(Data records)

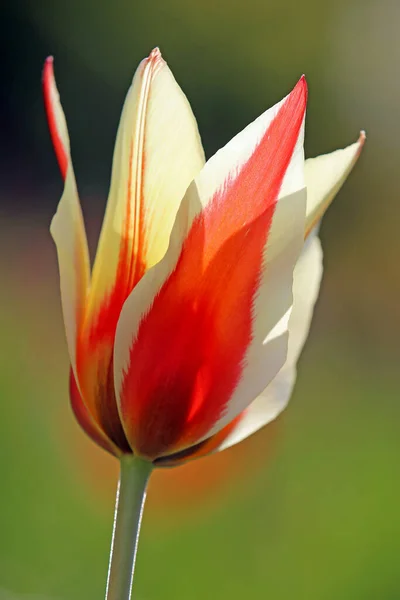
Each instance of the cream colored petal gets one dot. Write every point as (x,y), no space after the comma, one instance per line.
(67,227)
(270,403)
(325,175)
(157,154)
(236,240)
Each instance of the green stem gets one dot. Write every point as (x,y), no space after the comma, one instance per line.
(129,504)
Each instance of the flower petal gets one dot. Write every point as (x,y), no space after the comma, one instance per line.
(325,175)
(306,283)
(86,421)
(158,152)
(205,330)
(67,227)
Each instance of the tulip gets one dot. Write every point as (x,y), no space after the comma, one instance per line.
(184,336)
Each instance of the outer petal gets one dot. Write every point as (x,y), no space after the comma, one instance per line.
(325,175)
(67,226)
(306,283)
(205,330)
(158,152)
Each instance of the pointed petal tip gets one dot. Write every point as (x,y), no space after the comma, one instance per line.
(55,116)
(48,70)
(155,57)
(362,138)
(300,92)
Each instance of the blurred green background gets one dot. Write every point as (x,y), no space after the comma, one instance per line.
(309,507)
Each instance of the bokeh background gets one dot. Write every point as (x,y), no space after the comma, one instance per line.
(309,507)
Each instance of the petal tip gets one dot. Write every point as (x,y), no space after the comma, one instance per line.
(48,70)
(362,138)
(300,92)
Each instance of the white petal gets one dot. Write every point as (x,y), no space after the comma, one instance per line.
(269,404)
(325,175)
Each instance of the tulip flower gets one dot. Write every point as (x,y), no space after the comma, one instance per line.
(184,336)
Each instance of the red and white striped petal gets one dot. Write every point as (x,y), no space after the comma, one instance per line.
(158,152)
(325,175)
(206,329)
(269,404)
(67,227)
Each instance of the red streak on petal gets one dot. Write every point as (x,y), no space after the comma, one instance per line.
(84,418)
(188,354)
(49,90)
(96,342)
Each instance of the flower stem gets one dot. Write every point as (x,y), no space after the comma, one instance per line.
(131,495)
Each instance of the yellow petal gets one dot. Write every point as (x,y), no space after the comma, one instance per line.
(325,175)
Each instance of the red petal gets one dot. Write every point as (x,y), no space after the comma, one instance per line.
(188,354)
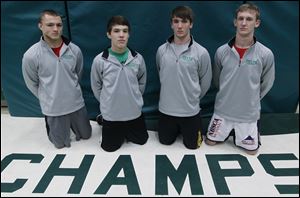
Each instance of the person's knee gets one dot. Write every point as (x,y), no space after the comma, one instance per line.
(110,148)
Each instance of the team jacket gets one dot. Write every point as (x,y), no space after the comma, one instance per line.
(54,80)
(184,79)
(242,84)
(119,87)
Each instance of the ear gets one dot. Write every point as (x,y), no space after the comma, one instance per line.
(108,35)
(257,23)
(234,23)
(40,26)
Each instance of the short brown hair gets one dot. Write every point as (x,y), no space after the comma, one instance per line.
(49,12)
(117,20)
(183,12)
(248,6)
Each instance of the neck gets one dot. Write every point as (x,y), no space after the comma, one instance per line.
(244,42)
(53,43)
(183,40)
(118,50)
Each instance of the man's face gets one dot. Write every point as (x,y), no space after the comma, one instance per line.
(119,37)
(246,22)
(181,27)
(51,27)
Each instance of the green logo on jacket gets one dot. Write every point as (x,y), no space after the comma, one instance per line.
(251,62)
(187,58)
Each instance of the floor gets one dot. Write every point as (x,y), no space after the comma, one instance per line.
(32,166)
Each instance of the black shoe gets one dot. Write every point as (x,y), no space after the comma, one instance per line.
(99,119)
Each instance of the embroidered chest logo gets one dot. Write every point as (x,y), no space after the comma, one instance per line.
(251,62)
(186,58)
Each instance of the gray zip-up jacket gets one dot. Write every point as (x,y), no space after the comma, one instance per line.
(242,84)
(54,80)
(119,87)
(184,79)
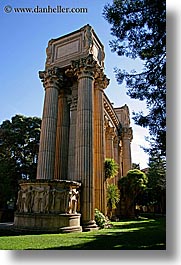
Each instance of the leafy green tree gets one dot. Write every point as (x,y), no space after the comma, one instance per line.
(130,187)
(156,192)
(111,168)
(113,197)
(19,144)
(135,166)
(139,30)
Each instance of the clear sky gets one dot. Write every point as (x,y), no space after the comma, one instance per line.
(24,38)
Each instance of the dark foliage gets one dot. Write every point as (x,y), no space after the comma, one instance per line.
(139,30)
(19,144)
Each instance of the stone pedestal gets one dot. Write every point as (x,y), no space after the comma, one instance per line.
(62,137)
(46,158)
(84,164)
(48,206)
(127,136)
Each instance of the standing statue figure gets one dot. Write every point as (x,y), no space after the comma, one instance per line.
(19,203)
(73,199)
(88,38)
(47,200)
(29,199)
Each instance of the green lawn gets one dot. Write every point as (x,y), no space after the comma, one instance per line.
(138,234)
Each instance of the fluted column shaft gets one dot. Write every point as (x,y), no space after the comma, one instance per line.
(126,146)
(62,137)
(84,144)
(46,157)
(72,140)
(109,142)
(101,83)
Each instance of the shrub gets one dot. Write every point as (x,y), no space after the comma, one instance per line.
(101,220)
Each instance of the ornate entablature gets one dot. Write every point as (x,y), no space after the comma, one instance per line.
(118,118)
(80,128)
(80,44)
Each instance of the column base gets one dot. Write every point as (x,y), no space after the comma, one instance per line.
(89,226)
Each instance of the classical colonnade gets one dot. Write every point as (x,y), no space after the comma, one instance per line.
(80,127)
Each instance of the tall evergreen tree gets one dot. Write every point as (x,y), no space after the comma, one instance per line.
(139,30)
(19,144)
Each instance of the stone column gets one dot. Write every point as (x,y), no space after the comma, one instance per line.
(62,136)
(126,149)
(109,142)
(116,158)
(84,167)
(99,142)
(51,79)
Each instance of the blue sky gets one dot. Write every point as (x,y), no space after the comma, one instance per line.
(24,39)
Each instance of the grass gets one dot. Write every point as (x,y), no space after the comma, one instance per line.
(138,234)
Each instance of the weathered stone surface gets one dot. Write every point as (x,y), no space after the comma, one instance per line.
(80,128)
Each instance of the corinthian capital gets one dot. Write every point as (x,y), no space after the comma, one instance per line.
(51,77)
(101,80)
(127,133)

_THE PROBLEM_: Your task is to copy the entries in full and exactly, without any images.

_FULL RESPONSE_:
Each instance of the cream colored petal gets one dot. Write every point as (x,y), no space after the comma, one instance per line.
(67,227)
(270,403)
(325,175)
(157,154)
(236,240)
Each instance of the green stem gets one dot. Write every point as (x,y), no space after the comma, one instance per line.
(129,504)
Each instance of the flower petal gets one dot. Write every point as (x,y), no space after the comma, one instance per line.
(325,175)
(306,283)
(86,421)
(158,152)
(205,330)
(67,227)
Each instance of the tulip gets one dot. Write every point as (x,y), no space after the comma, one instance per line.
(184,336)
Each instance of the outer petal gets one dot. Write every point as (x,y), no space after the comma, one instance per line.
(325,175)
(67,226)
(306,283)
(205,330)
(158,152)
Each instance of the pointed petal tip gets one dot. Write every point as (x,y), no space after the comma, one instance per line.
(55,116)
(48,70)
(155,57)
(362,138)
(300,92)
Each instance of the blurred green background gets one dot. Write every point as (x,y), no space after the comma, one instance per line.
(309,507)
Each instance of the bokeh background gets one dot. Write every point as (x,y), no space after the comma, one instance per line.
(309,507)
Each instance of the petal tip gets one dot. Write every point as (x,y), no space after the comma, one instance per line.
(48,70)
(362,138)
(300,92)
Each instance of the white petal gets one dot. Write every point as (x,y), no space after the comma, one instance per line.
(269,404)
(325,175)
Each instance of the tulip flower gets one dot. Write every point as (x,y), no space after the comma, one instance per line.
(184,336)
Each instance of the red and white striped petal gets one dot. Write every point as (x,y), no space after the comma, one instance per line.
(158,152)
(325,175)
(206,329)
(269,404)
(67,227)
Each instance of the red streak on petal gets one dot. Write every point as (x,y), no space after the comma, one instance per line.
(84,418)
(188,354)
(49,90)
(96,342)
Each instance of the flower stem gets one dot. Write every point as (x,y), no space after the comma, one instance per line.
(131,495)
Each instance of the yellow petal gets one dot. Write every point as (x,y), no space after the comma, one instance per line.
(325,175)
Each instance of the red petal gets one dot. Write every point as (x,y), no space after the comma, one instance per line.
(188,354)
Each instance of the person's knee gets one dot. Write every point as (x,y), no space after the comma, one instance per line.
(110,148)
Each instance of the team jacket gets one dot. Write every point as (x,y), no space after the comma, one instance per line.
(54,80)
(184,79)
(242,84)
(119,87)
Each instance of the ear gets one dot. Write every point as (x,y), no space after the comma, one instance per line.
(108,35)
(257,23)
(234,23)
(40,26)
Each instance of the short brown hair gets one dot. Write every point as (x,y), no space after the comma, one instance per line.
(49,12)
(117,20)
(183,12)
(248,6)
Each instance of the neck gets one dot. Write every point as (x,y), no space after the comma, one instance per line.
(244,42)
(53,43)
(183,40)
(118,50)
Each instance of the man's face gets one dot. Write every point as (x,y), no space after the comma, one instance per line.
(119,37)
(246,22)
(181,27)
(51,27)
Each instance of the green logo on jacket gets one dot. Write every point as (x,y), no space after the comma, one instance per line.
(251,62)
(187,58)
Each instance of the floor gets one dot. Write every point as (x,y), no space after the comma, one instance per line.
(32,166)
Each instance of the black shoe gets one dot. Write every point as (x,y), no space after the comma, one instance per line.
(99,119)
Each instance of the embroidered chest logo gets one dot. Write every point as (x,y), no space after the comma, one instance per line.
(251,62)
(186,58)
Each instance of the gray zip-up jacket gets one dot. Write every point as (x,y), no space after the comma, one instance per line.
(242,84)
(54,80)
(119,87)
(184,79)
Each instance of the leafy green tree gets one dot. Write every point as (x,y), no space after the comma, one instance per line.
(130,187)
(156,192)
(111,168)
(113,197)
(19,144)
(135,166)
(139,30)
Each instance of the clear sky gets one dot. Write every point as (x,y), no space after the comma, one instance per line.
(24,38)
Each instance of the dark foliage gets one dot. Write every point as (x,y), no space after the comma, one instance per line.
(139,30)
(19,144)
Each instance of the stone pedestal gets one dot. Write every point as (x,y), no space after the comma, one instance per line.
(62,137)
(46,158)
(84,164)
(48,206)
(127,136)
Each instance of the standing statue figure gets one dot. Write every point as (x,y), no space after the comma, one instance per line.
(19,203)
(73,199)
(88,38)
(47,200)
(29,199)
Each instance of the green lawn gets one dot. Write every point as (x,y), no space after the comma, one instance per line.
(138,234)
Each instance of the fluted column shaft gets one dot. Write every point as (x,y), no space after the comma, one instance per line.
(126,146)
(62,137)
(84,144)
(46,157)
(72,140)
(109,142)
(101,83)
Each instance of the shrub gets one dot. Write every point as (x,y), no space after the comma, one instance per line.
(101,220)
Each instance of the ornate entablature gets one dot. Write every point as (x,y), no space after the comma, one instance per line.
(118,118)
(80,128)
(80,44)
Each instance of the column base gets one dot. Write every point as (x,y), no space after the comma, one instance per line.
(89,226)
Each instance of the classical colonnade gets one dot. Write every point as (x,y), no space after the comma, one instance per line.
(80,127)
Each instance of the tall evergreen tree gets one dot. Write every point as (x,y), no space after the comma, one instance per line.
(139,30)
(19,144)
Each instance of the stone column gets one dot. Write every point as (x,y), no space after the comma, one instance per line.
(62,136)
(126,149)
(109,142)
(116,158)
(84,167)
(99,142)
(51,79)
Each instance of the blue sky gets one dot. Write every point as (x,y), no space after the comma, one instance per line.
(24,39)
Each instance of the grass gets one dot. Write every point as (x,y), no space after the comma, one instance per line.
(138,234)
Each instance of the weathered stone surface gets one dot. Write every point as (x,y), no space after the comma, one instance per line.
(80,128)
Each instance of the corinthian capital gets one dot. Write every point as (x,y), no space after the comma, one instance per line.
(51,77)
(101,80)
(127,133)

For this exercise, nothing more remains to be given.